**Records:**
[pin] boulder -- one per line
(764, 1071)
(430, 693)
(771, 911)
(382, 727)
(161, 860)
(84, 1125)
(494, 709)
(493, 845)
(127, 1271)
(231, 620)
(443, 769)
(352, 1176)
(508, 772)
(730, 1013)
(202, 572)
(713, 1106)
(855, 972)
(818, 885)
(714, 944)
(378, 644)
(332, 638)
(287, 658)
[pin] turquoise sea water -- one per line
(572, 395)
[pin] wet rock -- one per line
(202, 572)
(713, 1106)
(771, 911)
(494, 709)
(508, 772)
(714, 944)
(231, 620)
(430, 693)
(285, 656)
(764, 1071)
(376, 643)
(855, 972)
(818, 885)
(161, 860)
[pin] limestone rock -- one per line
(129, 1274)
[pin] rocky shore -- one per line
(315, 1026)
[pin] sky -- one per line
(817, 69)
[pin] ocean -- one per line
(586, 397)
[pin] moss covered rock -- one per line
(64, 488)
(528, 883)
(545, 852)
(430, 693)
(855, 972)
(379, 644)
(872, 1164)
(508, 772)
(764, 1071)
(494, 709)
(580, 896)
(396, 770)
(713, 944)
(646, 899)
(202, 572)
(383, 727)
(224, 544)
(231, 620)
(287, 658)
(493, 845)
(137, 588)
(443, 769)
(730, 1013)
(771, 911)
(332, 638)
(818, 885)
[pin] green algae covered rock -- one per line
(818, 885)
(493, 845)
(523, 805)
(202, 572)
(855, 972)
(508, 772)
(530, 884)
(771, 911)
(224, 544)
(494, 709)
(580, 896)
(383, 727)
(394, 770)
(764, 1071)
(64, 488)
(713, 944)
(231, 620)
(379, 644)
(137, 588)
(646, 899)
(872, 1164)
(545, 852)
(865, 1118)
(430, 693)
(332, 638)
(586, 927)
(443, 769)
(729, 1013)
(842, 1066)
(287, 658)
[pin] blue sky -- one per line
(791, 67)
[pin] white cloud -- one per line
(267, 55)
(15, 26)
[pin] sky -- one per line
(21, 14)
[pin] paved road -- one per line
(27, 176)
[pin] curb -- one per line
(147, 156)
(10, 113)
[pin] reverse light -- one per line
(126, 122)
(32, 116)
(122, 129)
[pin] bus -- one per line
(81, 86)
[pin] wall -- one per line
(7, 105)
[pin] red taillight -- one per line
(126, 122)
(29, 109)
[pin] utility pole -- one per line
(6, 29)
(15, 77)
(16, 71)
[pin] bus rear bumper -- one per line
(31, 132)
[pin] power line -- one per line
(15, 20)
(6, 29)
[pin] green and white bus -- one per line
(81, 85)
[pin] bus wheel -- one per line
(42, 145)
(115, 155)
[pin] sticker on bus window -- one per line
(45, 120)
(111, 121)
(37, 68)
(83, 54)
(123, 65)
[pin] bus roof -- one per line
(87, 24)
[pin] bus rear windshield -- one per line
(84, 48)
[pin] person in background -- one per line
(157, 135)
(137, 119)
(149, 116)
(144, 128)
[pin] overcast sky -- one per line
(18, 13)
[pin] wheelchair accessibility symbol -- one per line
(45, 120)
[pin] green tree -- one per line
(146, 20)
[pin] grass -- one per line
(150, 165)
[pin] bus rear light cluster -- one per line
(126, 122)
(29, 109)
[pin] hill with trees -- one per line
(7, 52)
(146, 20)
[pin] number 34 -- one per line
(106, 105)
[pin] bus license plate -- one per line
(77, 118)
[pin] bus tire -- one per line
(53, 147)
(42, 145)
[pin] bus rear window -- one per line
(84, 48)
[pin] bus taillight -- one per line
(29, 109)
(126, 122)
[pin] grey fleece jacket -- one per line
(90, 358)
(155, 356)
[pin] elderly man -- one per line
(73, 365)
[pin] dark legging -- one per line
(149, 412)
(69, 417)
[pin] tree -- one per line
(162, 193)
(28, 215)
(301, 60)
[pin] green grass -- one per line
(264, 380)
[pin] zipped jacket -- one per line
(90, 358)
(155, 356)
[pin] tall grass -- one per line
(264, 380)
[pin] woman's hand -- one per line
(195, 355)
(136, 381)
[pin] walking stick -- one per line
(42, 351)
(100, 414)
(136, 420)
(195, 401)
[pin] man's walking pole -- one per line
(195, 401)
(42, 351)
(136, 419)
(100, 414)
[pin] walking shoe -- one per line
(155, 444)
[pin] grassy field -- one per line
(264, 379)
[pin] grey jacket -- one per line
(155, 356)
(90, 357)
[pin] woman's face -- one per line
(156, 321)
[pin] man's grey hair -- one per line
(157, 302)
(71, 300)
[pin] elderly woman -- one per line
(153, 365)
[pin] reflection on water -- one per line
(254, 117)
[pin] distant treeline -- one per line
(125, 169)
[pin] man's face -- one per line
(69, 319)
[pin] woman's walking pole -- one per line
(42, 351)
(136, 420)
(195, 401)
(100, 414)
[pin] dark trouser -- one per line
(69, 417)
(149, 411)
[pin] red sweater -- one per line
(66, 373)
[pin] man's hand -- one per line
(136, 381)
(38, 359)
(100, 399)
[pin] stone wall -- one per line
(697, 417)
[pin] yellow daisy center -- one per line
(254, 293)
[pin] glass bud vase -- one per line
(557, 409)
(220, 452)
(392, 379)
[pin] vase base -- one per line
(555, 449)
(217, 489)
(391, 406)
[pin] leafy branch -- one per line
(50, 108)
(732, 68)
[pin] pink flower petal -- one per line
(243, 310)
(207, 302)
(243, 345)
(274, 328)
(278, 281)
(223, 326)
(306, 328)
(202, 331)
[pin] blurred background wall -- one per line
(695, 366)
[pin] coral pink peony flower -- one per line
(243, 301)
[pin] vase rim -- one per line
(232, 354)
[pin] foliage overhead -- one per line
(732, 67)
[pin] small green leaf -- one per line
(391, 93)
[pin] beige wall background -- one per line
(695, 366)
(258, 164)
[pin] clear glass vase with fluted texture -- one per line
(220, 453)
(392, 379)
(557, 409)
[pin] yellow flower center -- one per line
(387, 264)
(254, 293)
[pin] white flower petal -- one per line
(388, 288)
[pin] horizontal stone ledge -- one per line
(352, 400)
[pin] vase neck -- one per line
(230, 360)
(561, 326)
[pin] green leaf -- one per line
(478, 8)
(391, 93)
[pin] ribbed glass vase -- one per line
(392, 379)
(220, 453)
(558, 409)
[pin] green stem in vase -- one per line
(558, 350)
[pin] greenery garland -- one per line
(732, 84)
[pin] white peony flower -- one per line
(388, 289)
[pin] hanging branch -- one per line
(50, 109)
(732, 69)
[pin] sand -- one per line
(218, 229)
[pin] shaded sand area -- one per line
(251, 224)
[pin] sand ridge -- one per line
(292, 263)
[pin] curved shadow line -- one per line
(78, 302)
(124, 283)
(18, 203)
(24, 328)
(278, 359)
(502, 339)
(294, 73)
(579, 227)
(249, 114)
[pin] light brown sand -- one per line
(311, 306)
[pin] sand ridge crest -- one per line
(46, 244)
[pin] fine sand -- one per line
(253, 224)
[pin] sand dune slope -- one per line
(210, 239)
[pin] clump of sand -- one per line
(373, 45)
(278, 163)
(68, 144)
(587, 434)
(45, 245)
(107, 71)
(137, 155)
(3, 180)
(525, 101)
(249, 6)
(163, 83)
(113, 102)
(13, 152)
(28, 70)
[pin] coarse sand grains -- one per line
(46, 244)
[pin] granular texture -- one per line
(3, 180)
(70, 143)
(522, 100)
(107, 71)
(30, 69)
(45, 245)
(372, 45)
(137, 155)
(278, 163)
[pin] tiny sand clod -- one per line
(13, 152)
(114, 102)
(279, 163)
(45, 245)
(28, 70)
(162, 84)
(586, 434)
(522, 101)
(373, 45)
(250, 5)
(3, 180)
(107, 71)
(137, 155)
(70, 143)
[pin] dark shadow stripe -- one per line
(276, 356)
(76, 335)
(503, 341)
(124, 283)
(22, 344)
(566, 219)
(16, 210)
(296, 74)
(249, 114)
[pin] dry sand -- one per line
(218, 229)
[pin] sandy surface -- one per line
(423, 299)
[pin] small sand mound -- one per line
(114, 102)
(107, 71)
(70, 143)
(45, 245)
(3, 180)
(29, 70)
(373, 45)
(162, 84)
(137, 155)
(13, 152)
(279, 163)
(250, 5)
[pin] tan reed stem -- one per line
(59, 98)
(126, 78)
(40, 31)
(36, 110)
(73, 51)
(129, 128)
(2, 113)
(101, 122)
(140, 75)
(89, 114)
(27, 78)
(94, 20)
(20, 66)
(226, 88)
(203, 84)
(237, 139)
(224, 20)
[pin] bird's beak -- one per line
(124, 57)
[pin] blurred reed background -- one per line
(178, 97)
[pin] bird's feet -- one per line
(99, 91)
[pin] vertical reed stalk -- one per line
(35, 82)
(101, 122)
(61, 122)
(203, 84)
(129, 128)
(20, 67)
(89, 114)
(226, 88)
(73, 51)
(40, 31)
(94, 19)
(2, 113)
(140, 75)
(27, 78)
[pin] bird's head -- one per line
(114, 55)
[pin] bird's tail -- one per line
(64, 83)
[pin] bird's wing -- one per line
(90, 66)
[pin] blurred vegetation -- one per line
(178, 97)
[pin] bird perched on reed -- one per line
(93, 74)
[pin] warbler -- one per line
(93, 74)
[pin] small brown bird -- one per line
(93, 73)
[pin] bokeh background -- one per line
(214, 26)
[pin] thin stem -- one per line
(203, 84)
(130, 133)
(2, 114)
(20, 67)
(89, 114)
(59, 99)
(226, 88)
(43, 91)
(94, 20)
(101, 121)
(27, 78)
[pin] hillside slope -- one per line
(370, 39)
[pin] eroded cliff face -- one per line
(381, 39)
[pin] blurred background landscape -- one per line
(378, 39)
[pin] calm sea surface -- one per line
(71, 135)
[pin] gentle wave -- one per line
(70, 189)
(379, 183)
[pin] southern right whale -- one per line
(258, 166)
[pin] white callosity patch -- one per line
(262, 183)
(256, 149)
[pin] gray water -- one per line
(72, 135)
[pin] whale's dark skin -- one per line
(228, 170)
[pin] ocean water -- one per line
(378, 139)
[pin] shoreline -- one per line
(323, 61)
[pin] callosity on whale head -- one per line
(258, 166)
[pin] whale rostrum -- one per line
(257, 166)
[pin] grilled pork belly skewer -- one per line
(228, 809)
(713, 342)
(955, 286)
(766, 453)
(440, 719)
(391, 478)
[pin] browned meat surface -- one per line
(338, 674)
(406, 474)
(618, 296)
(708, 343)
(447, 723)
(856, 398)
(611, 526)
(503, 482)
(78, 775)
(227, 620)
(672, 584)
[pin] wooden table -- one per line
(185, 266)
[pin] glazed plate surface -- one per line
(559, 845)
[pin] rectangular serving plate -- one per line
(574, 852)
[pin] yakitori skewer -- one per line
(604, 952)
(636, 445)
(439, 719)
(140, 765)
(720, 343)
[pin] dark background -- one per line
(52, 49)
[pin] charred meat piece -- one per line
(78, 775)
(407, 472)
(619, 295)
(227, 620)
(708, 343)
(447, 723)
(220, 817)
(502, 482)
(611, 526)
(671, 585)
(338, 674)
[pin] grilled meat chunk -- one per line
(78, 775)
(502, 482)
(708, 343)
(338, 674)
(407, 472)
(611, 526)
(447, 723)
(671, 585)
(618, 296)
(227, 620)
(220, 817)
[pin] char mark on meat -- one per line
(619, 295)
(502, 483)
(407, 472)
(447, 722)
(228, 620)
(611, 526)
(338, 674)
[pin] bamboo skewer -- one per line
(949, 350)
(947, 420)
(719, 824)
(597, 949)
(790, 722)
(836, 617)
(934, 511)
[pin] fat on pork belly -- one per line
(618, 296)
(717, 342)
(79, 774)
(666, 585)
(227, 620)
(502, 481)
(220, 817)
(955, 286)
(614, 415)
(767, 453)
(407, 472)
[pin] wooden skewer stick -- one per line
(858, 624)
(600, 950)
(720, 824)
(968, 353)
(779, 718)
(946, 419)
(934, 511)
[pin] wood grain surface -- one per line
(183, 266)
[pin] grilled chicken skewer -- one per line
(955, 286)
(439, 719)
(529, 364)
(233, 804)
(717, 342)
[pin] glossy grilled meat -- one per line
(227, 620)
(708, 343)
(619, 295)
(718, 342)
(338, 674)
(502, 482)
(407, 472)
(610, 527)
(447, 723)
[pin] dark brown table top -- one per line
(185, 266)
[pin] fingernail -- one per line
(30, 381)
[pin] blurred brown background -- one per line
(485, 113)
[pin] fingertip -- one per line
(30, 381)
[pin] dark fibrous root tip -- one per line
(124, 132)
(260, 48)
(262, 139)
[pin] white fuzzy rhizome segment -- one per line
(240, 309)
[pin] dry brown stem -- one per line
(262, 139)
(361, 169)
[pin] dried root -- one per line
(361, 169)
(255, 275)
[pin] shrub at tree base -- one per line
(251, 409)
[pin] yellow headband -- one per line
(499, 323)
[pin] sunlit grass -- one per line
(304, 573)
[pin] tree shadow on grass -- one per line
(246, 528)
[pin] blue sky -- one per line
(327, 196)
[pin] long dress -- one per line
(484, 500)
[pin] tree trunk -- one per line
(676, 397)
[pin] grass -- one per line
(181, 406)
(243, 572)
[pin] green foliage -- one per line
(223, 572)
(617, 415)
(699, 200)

**Your objective:** Copy the records word for word, starting at the line with "[pin] sunlit grass -- one per line" and continuing through the last line of the records.

**Exercise response:**
[pin] sunlit grass -- one per line
(304, 573)
[pin] tree shadow on grass -- one per line
(246, 528)
[pin] blue sky -- one per line
(327, 196)
[pin] long dress -- one per line
(484, 500)
[pin] tree trunk -- one per line
(676, 397)
[pin] grass -- one per line
(181, 406)
(243, 572)
[pin] green foliage -- one per line
(223, 572)
(617, 415)
(699, 200)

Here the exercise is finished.